> **Consigne A**
Indiquez si chacun des énoncés suivants s'accorde avec le texte sur les moines ci-dessous, en répondant par oui ou par non et en citant les mots décisifs du texte : (i) les moines sont restés guidés par la morale ; (ii) la question de la foi énerve certains et en fascine d'autres ; (iii) les moines étaient partagés entre le désir de fuir et celui de rester.

> **Texte extrait**
::::::::::
INCARNATION
Comme beaucoup, j'y suis allée.
Il y a ce qui touche, globalement tout le monde, le drame, l'assassinat, bien sûr. Il y a les critiques cinématographiques, savoir si c'est un bon ou un mauvais film, si le rythme convient, si le choix des acteurs, si la musique, si la lumière.... Il y a la question de la foi, qui énerve certains, fascine d'autres.
Je suis avec eux depuis hier soir. Je crois que, comme eux, je serais restée. Il n'y a pas à magnifier la mort, la guerre, la peur, mais il me semble que c'est parfois dans des moments tragiques que les hommes se ré-unissent. Par la force de la prière, ces moines, écartelés entre leur désir de fuir et celui de rester, ont atteint une fraternité immense, puis cette évidence pour eux de rester, non pas guidés par la morale ni une idéologie, mais unis dans un Amour véritable.
::::::::::
> **Consigne B**
Reportez chaque ligne de la liste qui contient le mot « blurred ».
::::::::::
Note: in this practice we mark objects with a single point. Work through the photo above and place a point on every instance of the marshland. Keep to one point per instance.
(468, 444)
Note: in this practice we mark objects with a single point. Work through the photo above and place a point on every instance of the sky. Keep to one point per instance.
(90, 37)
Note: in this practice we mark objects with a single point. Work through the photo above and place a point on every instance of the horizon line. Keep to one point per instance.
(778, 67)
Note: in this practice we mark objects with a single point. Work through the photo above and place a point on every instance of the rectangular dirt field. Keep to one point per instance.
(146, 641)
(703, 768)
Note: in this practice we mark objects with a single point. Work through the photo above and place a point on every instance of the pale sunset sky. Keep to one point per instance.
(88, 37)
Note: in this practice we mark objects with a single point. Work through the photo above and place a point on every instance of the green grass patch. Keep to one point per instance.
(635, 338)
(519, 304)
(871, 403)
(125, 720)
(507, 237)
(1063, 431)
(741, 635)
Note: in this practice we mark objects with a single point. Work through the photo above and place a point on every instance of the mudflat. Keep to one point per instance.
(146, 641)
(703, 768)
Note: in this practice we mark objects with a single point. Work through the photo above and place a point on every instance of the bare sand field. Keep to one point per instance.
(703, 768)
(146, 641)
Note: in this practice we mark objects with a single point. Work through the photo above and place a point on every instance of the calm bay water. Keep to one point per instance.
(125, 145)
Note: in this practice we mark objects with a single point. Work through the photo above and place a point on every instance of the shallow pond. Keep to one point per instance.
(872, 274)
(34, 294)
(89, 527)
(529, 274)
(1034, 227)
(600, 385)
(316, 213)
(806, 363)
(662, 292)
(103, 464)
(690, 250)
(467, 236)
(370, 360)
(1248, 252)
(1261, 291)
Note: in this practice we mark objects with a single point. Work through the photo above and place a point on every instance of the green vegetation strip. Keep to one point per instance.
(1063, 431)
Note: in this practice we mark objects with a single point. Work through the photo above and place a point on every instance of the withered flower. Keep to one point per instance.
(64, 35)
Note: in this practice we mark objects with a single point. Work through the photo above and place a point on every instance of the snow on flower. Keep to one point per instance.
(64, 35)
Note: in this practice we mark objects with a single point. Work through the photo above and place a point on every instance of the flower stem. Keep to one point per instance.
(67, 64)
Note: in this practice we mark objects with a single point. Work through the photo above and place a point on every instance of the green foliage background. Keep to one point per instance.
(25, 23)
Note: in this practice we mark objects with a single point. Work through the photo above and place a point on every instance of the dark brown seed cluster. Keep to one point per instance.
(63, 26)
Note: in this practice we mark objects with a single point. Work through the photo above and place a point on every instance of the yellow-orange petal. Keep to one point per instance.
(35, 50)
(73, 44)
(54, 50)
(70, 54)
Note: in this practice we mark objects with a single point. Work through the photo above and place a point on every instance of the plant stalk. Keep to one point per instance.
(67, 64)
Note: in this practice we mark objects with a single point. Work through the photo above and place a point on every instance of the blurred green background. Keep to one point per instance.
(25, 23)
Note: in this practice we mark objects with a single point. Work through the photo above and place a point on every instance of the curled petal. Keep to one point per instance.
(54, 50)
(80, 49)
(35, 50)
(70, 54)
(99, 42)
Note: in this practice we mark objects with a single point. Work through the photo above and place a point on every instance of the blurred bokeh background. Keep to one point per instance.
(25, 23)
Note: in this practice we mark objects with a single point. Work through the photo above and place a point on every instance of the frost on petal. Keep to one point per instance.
::::::::::
> **Corrigé A**
(i) Non : « non pas guidés par la morale ni une idéologie, mais unis dans un Amour véritable »
(ii) Oui : « Il y a la question de la foi, qui énerve certains, fascine d'autres. »
(iii) Oui : « écartelés entre leur désir de fuir et celui de rester »

> **Corrigé B**
Note: in this practice we mark objects with a single point. Work through the photo above and place a point on every instance of the blurred green background. Keep to one point per instance.
Note: in this practice we mark objects with a single point. Work through the photo above and place a point on every instance of the blurred bokeh background. Keep to one point per instance.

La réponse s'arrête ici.